▸ **PROBLEM TO WORK ON**
For this exercise, reproduce the records exactly as they stand and do not carry any images over.
═══ SUPPLIED RECORDS ═══
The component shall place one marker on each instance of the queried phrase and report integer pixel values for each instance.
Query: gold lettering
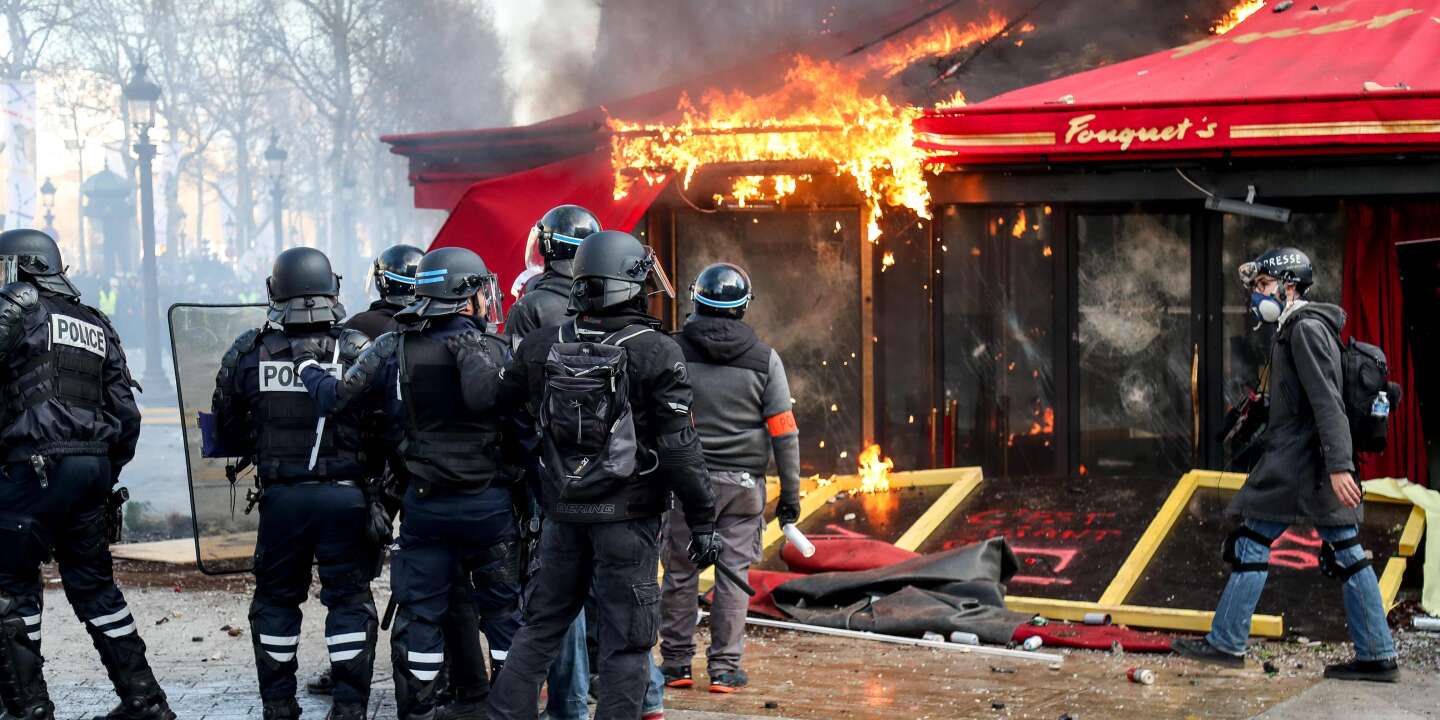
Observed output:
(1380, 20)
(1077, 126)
═══
▸ **ANSWER**
The component shall place one marker on each instance of the queried phrase and report integer pixel values for each instance.
Query: gold lettering
Observed output:
(1380, 20)
(1077, 126)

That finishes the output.